* WHAT TO DO
Write out the lines of the records from the line containing "Target: tree line" through the end of the records, both ends included, and leave the pictures out of your answer.

[start INPUT DATA]

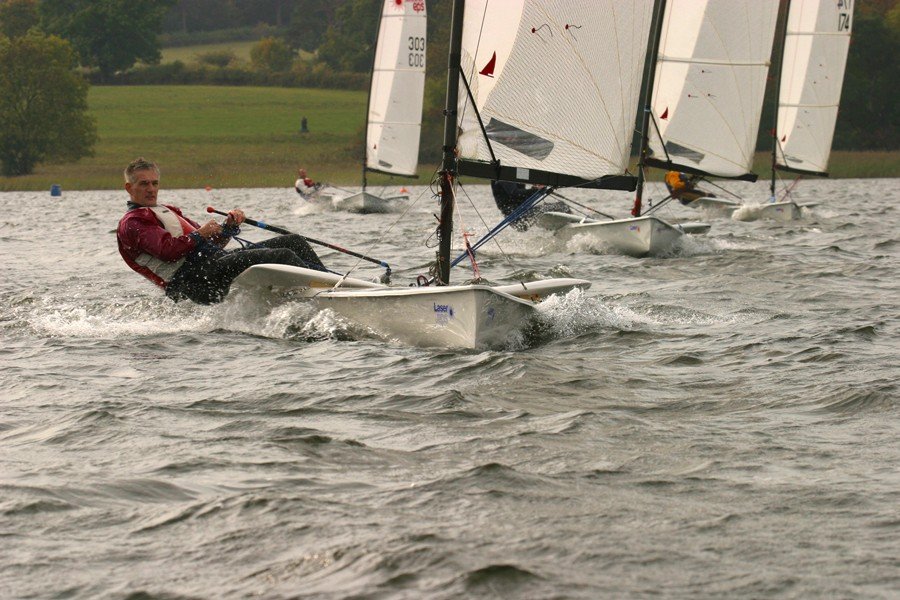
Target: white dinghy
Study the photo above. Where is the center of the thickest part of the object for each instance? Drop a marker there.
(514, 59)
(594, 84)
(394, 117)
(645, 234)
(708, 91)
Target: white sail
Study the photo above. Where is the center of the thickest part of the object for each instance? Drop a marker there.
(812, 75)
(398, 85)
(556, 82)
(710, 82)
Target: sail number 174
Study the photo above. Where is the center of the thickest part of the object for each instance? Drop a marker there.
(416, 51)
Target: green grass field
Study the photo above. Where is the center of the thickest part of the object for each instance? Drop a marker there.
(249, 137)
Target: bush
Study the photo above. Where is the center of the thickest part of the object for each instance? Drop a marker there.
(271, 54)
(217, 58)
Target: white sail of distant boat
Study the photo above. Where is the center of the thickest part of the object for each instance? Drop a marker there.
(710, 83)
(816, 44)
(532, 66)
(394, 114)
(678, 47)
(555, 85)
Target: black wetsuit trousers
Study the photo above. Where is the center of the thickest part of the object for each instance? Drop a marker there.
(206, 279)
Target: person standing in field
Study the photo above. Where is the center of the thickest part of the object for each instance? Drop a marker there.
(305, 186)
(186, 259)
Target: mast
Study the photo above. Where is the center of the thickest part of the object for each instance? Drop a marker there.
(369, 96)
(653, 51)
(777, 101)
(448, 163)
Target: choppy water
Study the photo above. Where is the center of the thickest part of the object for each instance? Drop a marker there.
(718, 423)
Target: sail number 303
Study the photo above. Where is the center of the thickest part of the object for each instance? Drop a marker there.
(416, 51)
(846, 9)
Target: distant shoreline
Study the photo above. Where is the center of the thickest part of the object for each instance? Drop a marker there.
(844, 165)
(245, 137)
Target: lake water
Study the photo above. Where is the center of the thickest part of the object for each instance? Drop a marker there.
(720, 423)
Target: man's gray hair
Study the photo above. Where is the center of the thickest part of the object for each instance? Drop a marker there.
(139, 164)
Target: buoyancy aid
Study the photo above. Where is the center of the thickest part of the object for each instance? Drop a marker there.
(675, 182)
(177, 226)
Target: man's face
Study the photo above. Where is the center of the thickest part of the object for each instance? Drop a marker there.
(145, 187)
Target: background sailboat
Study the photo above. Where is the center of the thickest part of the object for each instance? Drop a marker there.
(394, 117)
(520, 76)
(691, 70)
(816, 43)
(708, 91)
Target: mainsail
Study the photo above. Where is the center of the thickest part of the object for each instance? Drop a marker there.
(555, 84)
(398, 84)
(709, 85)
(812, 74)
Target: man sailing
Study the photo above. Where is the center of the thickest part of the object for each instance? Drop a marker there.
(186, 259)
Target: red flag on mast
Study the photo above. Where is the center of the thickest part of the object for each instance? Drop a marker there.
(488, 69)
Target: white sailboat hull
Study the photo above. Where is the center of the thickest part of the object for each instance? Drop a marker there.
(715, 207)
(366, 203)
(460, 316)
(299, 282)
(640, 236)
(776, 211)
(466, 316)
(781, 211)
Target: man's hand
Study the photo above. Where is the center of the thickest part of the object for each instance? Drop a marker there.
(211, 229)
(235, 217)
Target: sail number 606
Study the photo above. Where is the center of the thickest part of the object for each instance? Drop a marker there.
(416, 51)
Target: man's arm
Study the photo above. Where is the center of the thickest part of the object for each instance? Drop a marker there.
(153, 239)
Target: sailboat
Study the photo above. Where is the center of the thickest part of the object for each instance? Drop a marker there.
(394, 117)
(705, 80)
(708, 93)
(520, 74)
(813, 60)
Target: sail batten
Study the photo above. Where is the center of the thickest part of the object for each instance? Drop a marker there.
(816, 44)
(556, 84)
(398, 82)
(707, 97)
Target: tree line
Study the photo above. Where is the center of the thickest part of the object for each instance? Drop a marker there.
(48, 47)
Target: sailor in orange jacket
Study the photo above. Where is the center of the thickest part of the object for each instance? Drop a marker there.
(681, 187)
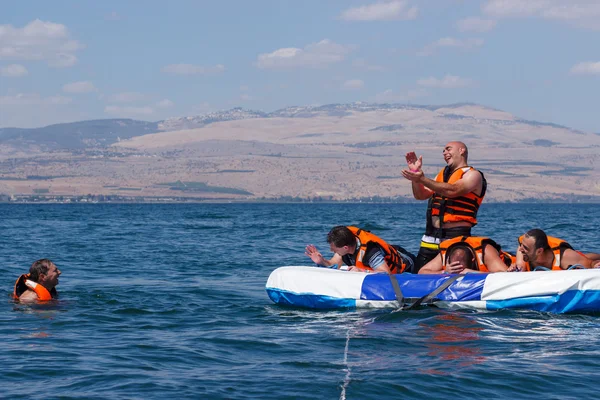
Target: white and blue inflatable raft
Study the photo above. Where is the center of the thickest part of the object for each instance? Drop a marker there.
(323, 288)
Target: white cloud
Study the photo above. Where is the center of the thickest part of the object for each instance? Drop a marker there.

[end INPUT DATA]

* ANSWER IN FULL
Target: tree line
Study the photo above. Where is the center of the thickest part of the object for each instance? Drop a marker there.
(48, 47)
Target: sailor in orange jacket
Study the photo above. Where is the center of the thickest part of the object for each instance? Drop a marker there.
(681, 187)
Target: white and blue inflatable raft
Study the photo above. Where is the center of the thickest part of the object for each instance? Drop a marker there.
(323, 288)
Target: white cloud
Study the photo above. Where is the center of the thickest part of the object for each instance? Drop a marker there.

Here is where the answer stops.